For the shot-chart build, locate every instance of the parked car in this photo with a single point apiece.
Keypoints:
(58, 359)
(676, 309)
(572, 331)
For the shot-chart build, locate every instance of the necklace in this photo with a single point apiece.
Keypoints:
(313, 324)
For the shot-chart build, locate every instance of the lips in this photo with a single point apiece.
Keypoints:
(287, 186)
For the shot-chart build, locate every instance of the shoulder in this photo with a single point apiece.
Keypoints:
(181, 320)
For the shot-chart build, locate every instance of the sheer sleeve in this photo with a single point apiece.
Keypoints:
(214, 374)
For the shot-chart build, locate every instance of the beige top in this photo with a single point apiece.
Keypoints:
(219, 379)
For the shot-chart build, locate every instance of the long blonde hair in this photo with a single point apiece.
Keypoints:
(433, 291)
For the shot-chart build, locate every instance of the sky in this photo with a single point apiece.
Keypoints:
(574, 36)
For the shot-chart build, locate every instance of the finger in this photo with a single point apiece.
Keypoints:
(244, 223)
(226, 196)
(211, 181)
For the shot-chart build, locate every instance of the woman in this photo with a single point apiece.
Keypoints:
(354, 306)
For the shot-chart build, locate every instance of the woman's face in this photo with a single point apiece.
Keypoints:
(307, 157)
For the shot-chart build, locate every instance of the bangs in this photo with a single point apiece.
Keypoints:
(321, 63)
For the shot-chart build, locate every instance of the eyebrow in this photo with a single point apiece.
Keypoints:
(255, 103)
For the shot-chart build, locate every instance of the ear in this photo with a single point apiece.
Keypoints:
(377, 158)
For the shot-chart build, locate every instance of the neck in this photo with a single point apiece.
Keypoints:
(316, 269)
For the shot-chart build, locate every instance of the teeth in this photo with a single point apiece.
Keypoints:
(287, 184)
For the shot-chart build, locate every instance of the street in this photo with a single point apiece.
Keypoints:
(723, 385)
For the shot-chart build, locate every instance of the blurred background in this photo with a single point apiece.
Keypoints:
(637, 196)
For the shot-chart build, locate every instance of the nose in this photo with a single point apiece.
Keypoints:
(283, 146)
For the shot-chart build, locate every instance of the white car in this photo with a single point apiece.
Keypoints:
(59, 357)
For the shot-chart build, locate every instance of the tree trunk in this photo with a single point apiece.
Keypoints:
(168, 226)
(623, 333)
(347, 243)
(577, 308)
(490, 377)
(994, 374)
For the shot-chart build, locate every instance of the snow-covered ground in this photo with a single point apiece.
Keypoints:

## To be done
Put the listing above into a Markdown table with the columns "Row" and "Line": one row per line, numbered in order, omitting blank lines.

## Answer below
| Row | Line |
|---|---|
| 1 | For the shot-chart build, locate every instance of the parked car in this photo with a single point apiece. |
| 2 | Keypoints: |
| 3 | (58, 359) |
| 4 | (676, 309) |
| 5 | (572, 331) |
| 6 | For the shot-chart build, locate every instance of the necklace in this photo with a single point apiece. |
| 7 | Keypoints: |
| 8 | (313, 324) |
| 9 | For the shot-chart build, locate every instance of the lips in this photo with a single point apiece. |
| 10 | Keypoints: |
| 11 | (287, 186) |
| 12 | For the shot-chart build, locate every instance of the shoulder in this photo with a single point apiece. |
| 13 | Keypoints: |
| 14 | (181, 320) |
| 15 | For the shot-chart build, locate every instance of the sheer sleeve in this photo with a single point apiece. |
| 16 | Keypoints: |
| 17 | (214, 374) |
| 18 | For the shot-chart build, locate every instance of the beige top in this photo with a single point apiece. |
| 19 | Keypoints: |
| 20 | (219, 379) |
| 21 | For the shot-chart build, locate every instance of the long blonde hair in this photo with a single point apiece. |
| 22 | Keypoints: |
| 23 | (433, 291) |
| 24 | For the shot-chart build, locate every instance of the sky in this photo with a single point apiece. |
| 25 | Keypoints: |
| 26 | (574, 36) |
| 27 | For the shot-chart build, locate every instance of the finger in this photo with a single point apiece. |
| 28 | Keypoints: |
| 29 | (244, 223) |
| 30 | (226, 196) |
| 31 | (211, 181) |
| 32 | For the shot-chart build, locate every instance of the woman in this photo with a single point apiece. |
| 33 | Keypoints: |
| 34 | (354, 306) |
| 35 | For the shot-chart build, locate every instance of the woman's face in this photo with a single point apiece. |
| 36 | Keypoints: |
| 37 | (307, 157) |
| 38 | For the shot-chart build, locate every instance of the bangs in this photo with a single point apiece. |
| 39 | Keypoints: |
| 40 | (321, 63) |
| 41 | For the shot-chart build, locate every instance of the eyebrow in this photo with a single point apiece. |
| 42 | Keypoints: |
| 43 | (255, 103) |
| 44 | For the shot-chart build, locate every instance of the ear in this photo with a single point apiece. |
| 45 | Keypoints: |
| 46 | (377, 158) |
| 47 | For the shot-chart build, locate every instance of the neck in this photo with a single point apiece. |
| 48 | Keypoints: |
| 49 | (316, 269) |
| 50 | For the shot-chart build, locate every instance of the teeth in this photo with a single point apiece. |
| 51 | Keypoints: |
| 52 | (287, 184) |
| 53 | For the shot-chart build, locate every instance of the street in this photo with a single point apiece. |
| 54 | Keypoints: |
| 55 | (723, 385) |
| 56 | For the shot-chart build, locate every instance of the blurred background in this photo with a single point apiece. |
| 57 | Keypoints: |
| 58 | (637, 196) |
| 59 | For the shot-chart build, locate every instance of the nose in this photo with a single point apiece. |
| 60 | Keypoints: |
| 61 | (283, 146) |
| 62 | For the shot-chart build, locate every instance of the white car in this photo with a single point apiece. |
| 63 | Keypoints: |
| 64 | (59, 357) |
| 65 | For the shot-chart build, locate every instance of the tree trunk in this photo with a single point apiece. |
| 66 | Keypoints: |
| 67 | (168, 226) |
| 68 | (623, 333) |
| 69 | (347, 243) |
| 70 | (577, 308) |
| 71 | (490, 377) |
| 72 | (994, 374) |
| 73 | For the shot-chart build, locate every instance of the snow-covered ground in this photo with a single point apiece. |
| 74 | Keypoints: |